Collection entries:
=======

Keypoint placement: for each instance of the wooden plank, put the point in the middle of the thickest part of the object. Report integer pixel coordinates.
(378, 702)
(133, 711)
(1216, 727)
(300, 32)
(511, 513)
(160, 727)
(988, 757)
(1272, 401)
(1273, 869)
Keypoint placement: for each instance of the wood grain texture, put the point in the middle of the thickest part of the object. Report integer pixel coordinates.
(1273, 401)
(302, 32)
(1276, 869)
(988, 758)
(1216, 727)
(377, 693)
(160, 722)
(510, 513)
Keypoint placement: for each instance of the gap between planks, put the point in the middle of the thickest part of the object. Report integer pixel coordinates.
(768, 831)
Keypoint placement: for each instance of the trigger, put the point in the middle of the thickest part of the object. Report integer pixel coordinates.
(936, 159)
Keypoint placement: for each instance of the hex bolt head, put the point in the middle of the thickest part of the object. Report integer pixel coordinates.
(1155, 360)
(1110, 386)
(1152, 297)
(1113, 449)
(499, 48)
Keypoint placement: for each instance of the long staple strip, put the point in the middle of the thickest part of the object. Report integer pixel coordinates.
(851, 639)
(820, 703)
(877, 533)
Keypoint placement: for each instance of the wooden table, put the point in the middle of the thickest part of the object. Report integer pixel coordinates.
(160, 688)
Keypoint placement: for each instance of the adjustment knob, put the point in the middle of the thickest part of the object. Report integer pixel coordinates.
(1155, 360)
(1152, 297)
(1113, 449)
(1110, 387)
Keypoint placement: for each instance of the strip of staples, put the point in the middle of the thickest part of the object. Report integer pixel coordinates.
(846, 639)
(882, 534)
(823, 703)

=======

**Aim of the exercise:**
Reproduce the items verbatim, starting at the line that contains "Keypoint placement: for each instance of the wooden table, put" and ending at the last line of the items.

**Output below:**
Keypoint placement: for each instance of the wooden table, put the point in the middle of the thickest part of the object. Report integer pixel coordinates.
(160, 688)
Keypoint placement: for each instance of the adjustment knob, put the point in the middle of the thickest part of the object. Report integer pixel coordinates.
(1155, 360)
(1152, 297)
(1113, 449)
(1110, 387)
Keypoint placement: for each instance of the strip of staples, put the point in the middle of the thickest part of the object. Report integer pixel coordinates.
(846, 639)
(882, 534)
(823, 703)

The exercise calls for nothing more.